DATASET -
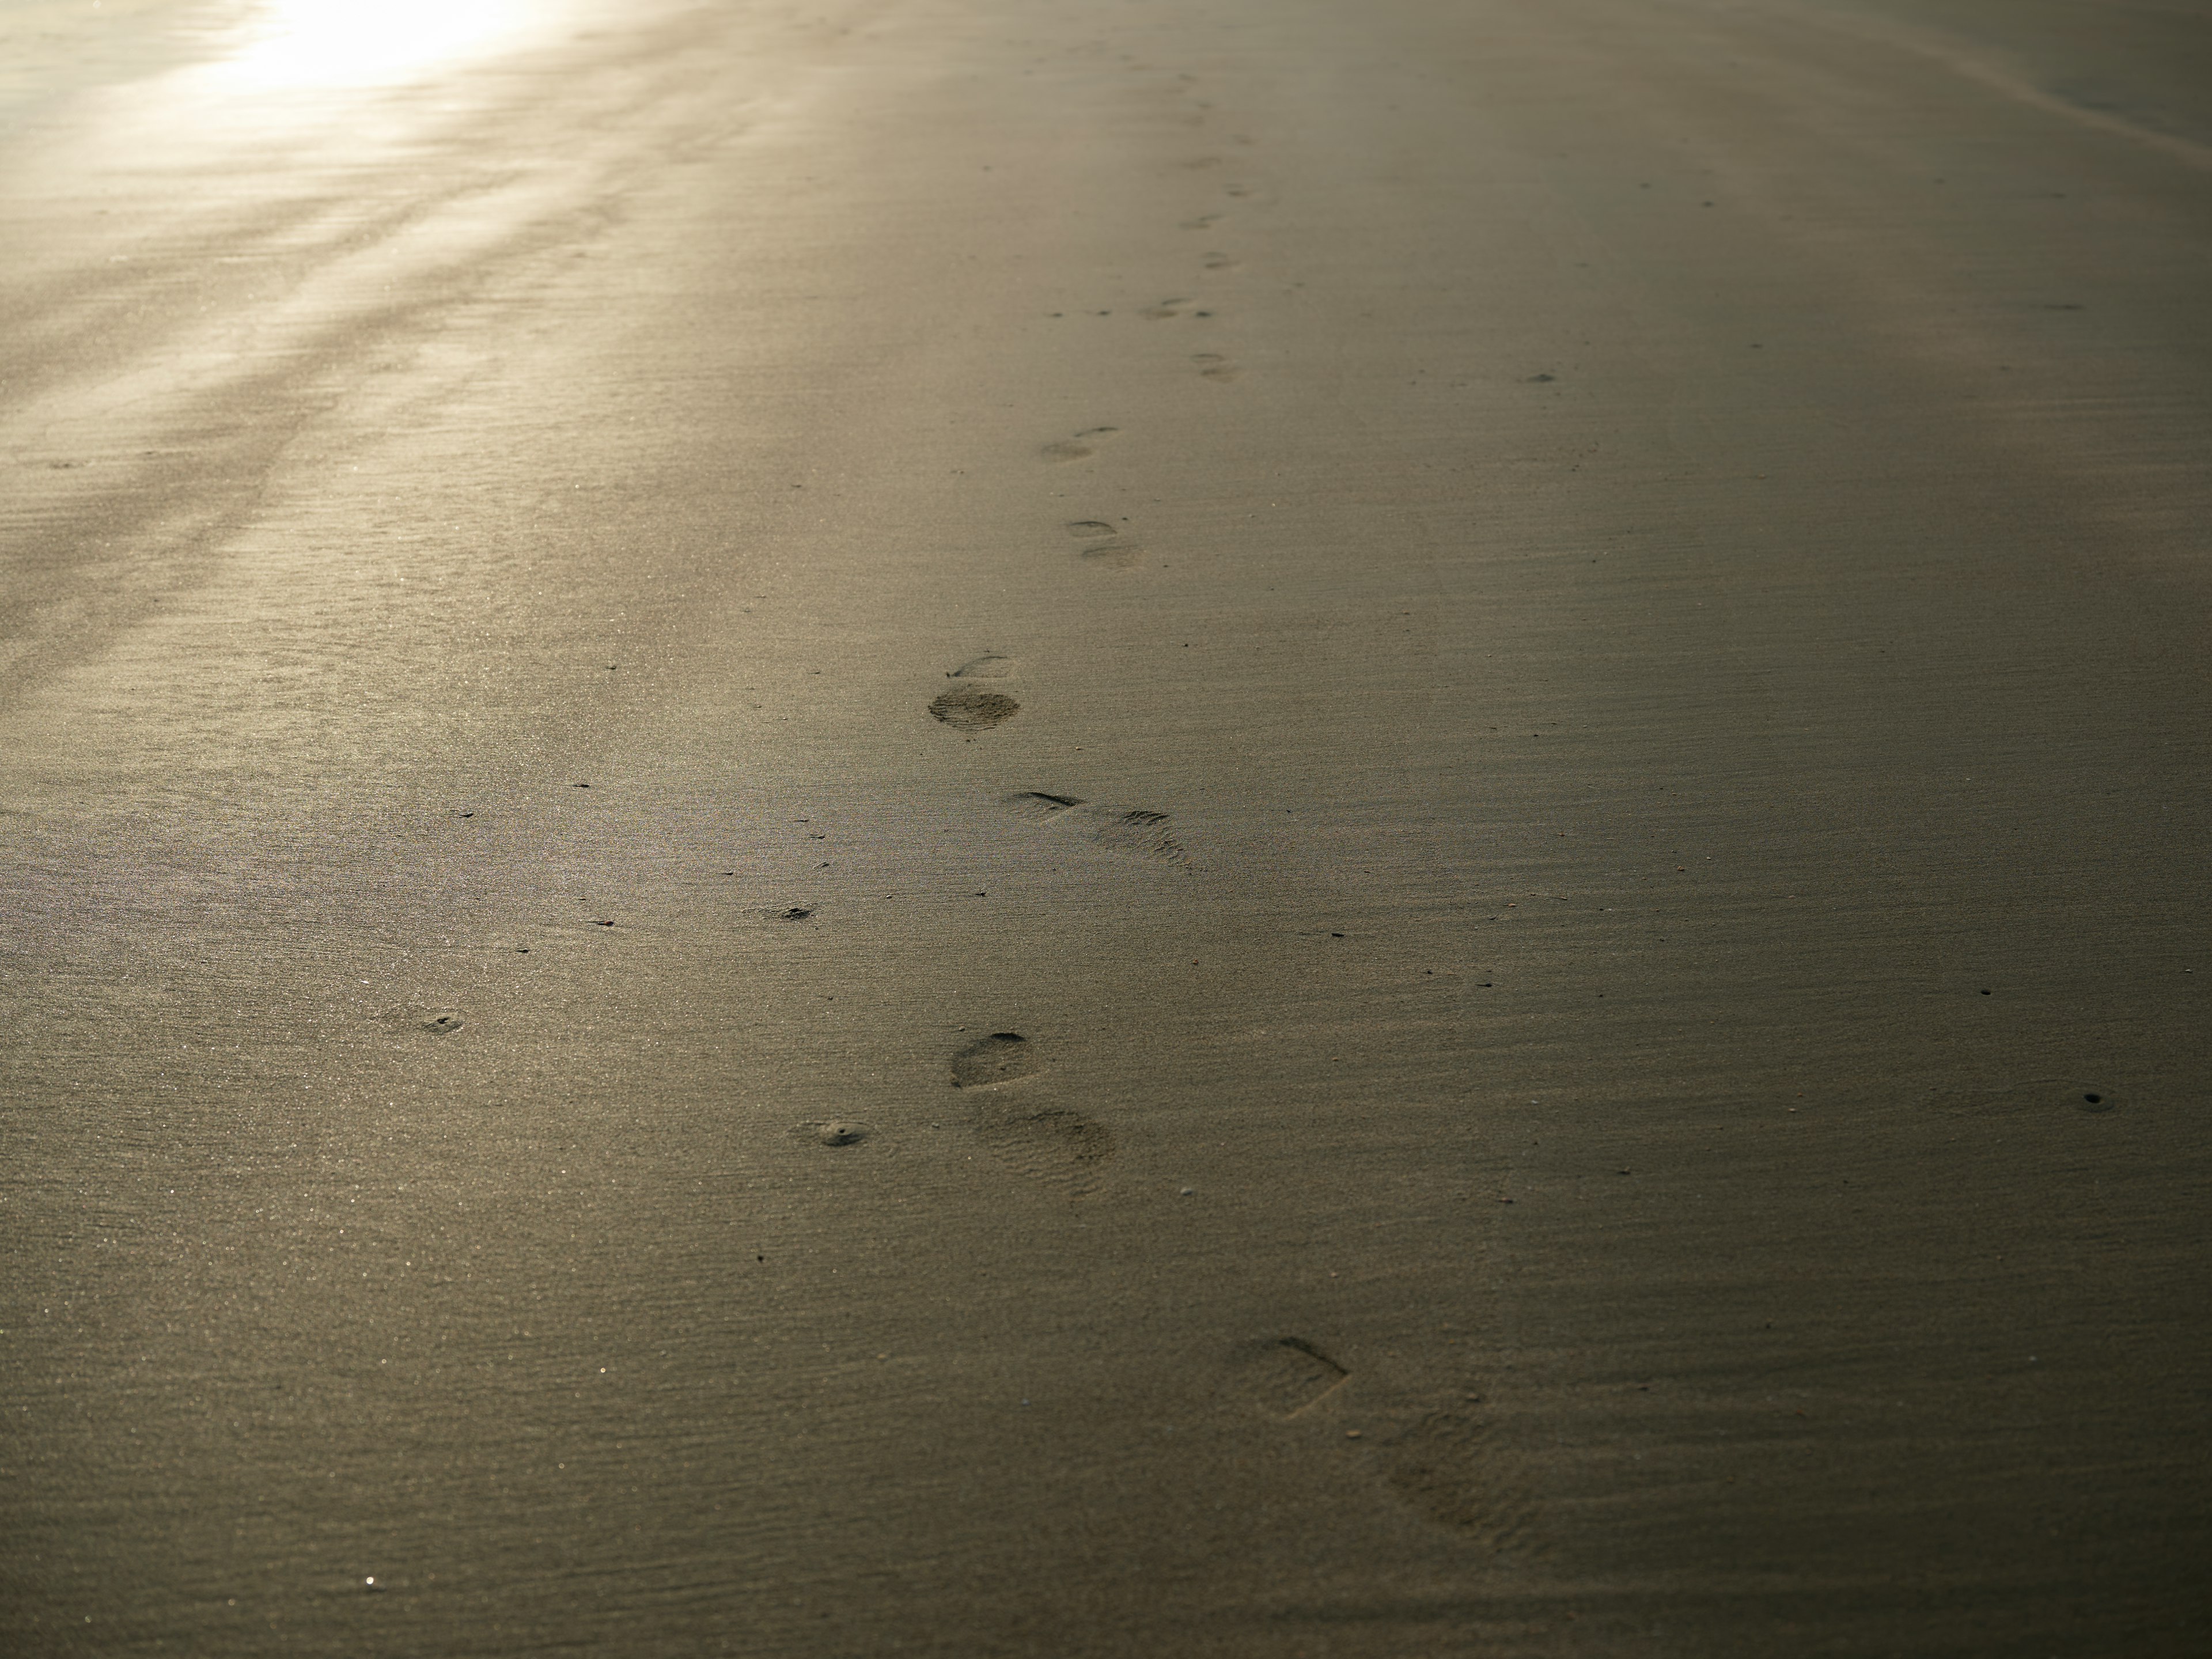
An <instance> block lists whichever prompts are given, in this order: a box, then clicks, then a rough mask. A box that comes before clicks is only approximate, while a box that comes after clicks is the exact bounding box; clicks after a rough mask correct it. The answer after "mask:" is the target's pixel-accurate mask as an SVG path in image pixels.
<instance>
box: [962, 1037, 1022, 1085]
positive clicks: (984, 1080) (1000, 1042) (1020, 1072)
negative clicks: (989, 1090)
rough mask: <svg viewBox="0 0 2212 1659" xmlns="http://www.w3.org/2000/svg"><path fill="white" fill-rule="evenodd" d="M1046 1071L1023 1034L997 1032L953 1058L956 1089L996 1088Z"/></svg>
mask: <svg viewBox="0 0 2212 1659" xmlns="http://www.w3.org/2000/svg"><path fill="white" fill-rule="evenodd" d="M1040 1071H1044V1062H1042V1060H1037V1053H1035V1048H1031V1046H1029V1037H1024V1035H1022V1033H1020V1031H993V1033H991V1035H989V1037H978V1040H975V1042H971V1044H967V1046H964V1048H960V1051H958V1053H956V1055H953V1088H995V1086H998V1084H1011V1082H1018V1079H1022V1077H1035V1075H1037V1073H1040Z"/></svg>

EXERCISE PROMPT -
Would you copy out every line in the records that includes the string "clicks"?

TASK ANSWER -
An <instance> block lists whichever prompts are given, in this order: a box, then clicks, then a rough mask. A box that comes before clicks is only approximate, while a box that comes after clicks is the exact bounding box; clicks after a rough mask correct it. The answer after "mask:" is the target's pixel-accurate mask as an SVG path in image pixels.
positive clicks: (984, 1080) (1000, 1042) (1020, 1072)
negative clicks: (989, 1090)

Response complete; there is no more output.